• WHAT YOU SHOULD DO
Please reproduce the records starting with the line containing "Flashcard task. Put a dot on each instance of the shadowed" and going on through the line containing "x=172 y=187", requests included, multiplying every coordinate in the answers by 2.6 and rounding to whole numbers with halves rounded up. Leave the numbers in the requests and their format samples unchanged, and give only these lines.

Coordinate annotation entries:
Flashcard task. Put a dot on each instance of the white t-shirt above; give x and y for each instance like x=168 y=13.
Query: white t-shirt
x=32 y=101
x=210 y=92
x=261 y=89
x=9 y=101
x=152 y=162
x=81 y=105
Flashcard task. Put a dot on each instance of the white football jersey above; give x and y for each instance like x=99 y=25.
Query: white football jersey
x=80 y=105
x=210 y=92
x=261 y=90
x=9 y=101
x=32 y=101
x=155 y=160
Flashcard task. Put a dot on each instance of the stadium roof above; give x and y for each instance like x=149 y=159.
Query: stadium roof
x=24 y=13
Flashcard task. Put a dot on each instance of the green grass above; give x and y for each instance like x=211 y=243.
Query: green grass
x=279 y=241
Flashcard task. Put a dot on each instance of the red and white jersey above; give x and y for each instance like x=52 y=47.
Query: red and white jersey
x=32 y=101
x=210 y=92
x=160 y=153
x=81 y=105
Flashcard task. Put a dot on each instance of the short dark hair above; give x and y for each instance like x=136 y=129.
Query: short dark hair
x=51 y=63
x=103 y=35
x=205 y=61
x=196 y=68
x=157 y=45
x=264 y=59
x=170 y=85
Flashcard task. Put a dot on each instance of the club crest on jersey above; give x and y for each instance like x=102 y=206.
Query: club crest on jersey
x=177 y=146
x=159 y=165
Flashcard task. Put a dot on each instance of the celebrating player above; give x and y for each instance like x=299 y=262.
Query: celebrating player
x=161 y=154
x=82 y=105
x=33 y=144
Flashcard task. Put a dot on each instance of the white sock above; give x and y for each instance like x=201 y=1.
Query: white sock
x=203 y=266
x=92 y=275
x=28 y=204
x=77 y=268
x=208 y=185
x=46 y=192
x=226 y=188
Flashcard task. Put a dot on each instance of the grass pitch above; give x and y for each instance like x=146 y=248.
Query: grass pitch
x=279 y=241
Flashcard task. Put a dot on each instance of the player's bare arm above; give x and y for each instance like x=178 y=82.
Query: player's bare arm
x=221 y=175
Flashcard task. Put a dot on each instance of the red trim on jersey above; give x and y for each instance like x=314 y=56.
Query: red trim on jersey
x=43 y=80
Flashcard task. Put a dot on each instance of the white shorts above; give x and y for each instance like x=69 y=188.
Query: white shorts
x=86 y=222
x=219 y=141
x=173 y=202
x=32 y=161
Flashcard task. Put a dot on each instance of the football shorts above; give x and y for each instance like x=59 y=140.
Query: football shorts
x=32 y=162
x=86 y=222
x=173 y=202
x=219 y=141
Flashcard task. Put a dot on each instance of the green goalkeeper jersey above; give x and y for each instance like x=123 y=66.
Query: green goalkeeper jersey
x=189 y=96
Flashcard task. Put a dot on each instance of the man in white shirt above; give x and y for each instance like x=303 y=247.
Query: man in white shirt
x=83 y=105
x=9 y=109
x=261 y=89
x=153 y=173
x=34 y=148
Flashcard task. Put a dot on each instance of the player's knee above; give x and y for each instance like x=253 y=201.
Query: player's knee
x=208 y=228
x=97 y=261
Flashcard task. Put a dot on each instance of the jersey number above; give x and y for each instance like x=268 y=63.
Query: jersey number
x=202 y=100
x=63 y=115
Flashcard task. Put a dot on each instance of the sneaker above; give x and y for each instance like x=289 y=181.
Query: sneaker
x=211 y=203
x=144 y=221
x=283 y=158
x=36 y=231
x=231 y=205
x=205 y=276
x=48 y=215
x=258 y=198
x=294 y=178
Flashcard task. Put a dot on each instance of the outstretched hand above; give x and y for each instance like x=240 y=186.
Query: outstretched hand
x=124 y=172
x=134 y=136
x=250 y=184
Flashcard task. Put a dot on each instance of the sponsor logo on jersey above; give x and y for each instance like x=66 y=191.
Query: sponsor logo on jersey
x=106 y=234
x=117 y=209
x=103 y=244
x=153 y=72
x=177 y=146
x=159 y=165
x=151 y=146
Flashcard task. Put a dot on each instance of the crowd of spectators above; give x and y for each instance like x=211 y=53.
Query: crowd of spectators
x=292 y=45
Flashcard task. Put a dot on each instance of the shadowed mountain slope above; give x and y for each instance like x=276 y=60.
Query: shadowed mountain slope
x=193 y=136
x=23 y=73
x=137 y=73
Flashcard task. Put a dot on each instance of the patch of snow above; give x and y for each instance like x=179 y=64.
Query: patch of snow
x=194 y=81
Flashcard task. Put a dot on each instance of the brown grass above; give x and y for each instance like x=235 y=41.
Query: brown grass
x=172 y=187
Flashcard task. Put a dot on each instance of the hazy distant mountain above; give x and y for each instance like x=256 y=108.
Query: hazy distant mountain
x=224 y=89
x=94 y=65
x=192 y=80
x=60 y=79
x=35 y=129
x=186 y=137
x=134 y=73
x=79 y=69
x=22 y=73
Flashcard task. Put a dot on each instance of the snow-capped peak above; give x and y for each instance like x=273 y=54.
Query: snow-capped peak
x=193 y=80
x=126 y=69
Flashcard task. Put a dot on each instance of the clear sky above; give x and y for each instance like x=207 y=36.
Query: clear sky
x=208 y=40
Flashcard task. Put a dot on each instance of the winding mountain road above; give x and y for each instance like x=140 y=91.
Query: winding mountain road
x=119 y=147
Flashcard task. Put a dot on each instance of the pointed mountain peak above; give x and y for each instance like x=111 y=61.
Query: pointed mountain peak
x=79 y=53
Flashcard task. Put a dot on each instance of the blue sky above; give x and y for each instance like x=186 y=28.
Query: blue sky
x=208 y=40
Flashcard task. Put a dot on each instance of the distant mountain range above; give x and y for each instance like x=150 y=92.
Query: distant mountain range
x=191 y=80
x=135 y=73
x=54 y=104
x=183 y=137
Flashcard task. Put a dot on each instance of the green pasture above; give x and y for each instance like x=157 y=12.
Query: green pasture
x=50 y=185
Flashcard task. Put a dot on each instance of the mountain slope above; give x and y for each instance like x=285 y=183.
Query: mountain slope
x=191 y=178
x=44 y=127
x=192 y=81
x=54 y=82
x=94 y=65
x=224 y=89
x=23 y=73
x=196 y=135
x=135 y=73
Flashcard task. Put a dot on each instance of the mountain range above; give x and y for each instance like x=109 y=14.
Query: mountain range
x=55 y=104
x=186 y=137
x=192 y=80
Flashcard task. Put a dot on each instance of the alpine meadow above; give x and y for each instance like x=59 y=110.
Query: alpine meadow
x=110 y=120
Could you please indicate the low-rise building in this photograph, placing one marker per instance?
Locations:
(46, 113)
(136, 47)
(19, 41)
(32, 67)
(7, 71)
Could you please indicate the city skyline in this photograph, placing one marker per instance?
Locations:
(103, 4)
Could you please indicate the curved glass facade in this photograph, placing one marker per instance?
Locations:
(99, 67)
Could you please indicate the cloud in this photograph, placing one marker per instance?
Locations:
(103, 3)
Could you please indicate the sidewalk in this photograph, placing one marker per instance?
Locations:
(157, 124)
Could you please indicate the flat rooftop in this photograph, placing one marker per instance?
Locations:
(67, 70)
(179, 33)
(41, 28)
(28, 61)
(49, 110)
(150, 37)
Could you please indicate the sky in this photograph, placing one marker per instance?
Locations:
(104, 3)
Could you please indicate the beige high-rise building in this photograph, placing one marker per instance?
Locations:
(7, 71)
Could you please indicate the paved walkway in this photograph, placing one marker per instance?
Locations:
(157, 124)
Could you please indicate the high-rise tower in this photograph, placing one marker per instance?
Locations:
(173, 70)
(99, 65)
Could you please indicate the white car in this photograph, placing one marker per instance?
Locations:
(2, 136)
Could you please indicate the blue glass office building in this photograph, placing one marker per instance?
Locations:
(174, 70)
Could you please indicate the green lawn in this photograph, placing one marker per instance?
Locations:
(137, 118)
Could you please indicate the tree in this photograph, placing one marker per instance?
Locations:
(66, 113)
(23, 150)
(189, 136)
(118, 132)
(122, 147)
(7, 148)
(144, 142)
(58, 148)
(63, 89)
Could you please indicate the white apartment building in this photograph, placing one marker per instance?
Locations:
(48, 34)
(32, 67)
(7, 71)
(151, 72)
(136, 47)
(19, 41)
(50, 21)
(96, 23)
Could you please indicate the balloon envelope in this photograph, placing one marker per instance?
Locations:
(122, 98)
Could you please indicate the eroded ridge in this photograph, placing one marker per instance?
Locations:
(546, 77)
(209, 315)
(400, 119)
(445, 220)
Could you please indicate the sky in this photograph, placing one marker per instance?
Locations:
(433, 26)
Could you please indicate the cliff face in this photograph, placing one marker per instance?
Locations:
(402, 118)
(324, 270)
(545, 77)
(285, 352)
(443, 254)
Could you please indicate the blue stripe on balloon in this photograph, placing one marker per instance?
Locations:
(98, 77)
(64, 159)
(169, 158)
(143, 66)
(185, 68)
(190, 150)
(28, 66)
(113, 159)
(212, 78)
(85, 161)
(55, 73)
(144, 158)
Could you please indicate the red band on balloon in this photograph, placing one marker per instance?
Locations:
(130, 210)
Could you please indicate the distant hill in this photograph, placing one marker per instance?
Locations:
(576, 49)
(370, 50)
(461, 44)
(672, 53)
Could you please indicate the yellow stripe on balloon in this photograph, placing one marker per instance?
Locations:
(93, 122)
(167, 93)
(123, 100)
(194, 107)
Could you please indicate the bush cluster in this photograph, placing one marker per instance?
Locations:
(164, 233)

• EXPECTED OUTPUT
Flashcard task. Put a dot on each instance of the shadowed mountain slope above; give x and y for each instance like x=276 y=60.
Query: shadowed mountain slope
x=502 y=354
x=60 y=190
x=356 y=190
Flashcard task. Put a dot on each instance of the patch of snow above; give x and y for each instance like x=179 y=64.
Query: patch of snow
x=504 y=211
Flashcard task. Put a dot on each instance of the brown grass above; give x and y for each instance like x=235 y=41.
Query: brown grass
x=447 y=486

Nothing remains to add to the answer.